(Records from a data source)
——

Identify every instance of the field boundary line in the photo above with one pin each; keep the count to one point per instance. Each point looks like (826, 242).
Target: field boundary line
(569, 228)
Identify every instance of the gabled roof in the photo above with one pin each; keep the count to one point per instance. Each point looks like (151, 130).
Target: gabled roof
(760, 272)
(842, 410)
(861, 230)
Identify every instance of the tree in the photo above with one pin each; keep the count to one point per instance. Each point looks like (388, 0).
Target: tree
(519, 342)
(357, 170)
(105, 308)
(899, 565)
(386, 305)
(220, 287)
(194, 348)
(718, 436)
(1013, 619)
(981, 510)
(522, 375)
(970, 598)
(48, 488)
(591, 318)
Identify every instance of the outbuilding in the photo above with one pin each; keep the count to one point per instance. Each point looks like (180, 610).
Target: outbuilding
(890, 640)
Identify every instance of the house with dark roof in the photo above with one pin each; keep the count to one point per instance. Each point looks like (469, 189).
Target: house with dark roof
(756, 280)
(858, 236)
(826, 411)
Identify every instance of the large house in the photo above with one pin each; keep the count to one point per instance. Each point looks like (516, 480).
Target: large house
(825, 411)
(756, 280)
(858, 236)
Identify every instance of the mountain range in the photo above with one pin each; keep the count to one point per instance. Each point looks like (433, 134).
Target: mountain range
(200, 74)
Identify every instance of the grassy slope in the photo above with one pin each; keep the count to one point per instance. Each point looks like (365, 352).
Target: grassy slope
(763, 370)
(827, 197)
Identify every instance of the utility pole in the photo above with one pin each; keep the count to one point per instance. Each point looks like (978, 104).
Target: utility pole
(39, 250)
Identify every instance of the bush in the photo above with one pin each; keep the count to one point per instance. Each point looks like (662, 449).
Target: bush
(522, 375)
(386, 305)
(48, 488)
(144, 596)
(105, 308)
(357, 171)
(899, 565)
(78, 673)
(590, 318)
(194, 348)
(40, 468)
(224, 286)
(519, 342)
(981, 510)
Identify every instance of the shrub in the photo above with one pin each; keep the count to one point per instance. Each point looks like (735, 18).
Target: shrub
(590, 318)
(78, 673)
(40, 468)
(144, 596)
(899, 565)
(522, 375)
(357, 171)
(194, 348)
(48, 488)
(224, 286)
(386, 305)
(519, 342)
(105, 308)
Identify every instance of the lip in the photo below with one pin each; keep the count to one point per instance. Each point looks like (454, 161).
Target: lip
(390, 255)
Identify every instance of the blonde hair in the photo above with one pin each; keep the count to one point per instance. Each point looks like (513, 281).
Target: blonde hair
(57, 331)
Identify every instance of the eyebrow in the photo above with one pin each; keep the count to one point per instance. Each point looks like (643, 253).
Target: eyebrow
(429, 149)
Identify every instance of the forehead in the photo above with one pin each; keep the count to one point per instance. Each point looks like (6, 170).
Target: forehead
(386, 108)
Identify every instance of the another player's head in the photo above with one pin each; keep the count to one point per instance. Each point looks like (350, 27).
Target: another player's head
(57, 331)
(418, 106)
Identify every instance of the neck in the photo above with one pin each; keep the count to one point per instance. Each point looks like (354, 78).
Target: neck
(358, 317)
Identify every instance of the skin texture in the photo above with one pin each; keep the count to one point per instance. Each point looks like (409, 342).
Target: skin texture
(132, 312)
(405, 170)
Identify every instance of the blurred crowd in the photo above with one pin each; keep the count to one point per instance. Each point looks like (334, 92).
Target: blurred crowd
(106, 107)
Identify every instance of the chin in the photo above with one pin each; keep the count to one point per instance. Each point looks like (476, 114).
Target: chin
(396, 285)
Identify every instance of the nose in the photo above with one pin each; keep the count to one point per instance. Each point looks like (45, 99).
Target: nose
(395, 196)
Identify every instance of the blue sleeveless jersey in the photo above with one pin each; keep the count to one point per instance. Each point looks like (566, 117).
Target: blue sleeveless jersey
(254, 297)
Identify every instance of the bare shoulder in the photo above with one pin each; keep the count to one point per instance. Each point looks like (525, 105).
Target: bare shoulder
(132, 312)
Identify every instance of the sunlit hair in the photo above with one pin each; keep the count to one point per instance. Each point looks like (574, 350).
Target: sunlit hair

——

Quote, with nothing altered, all lines from the start of the entries to the line that carries "Identify every instance of the tree", inclusive.

Identify every instance of the field boundary line in the photo above with one pin each; keep the count to one point per instance. Each point looks like (826, 242).
Target: field boundary line
(569, 228)
Identify every instance of the gabled roof in the photo above with one pin each; keep the count to one point per instance. Each point looks like (151, 130).
Target: gabled roof
(760, 272)
(842, 410)
(861, 230)
Identify every instance of the tree in the photo above with one pin each; keep the count to one point per instance. Each point looks like (388, 0).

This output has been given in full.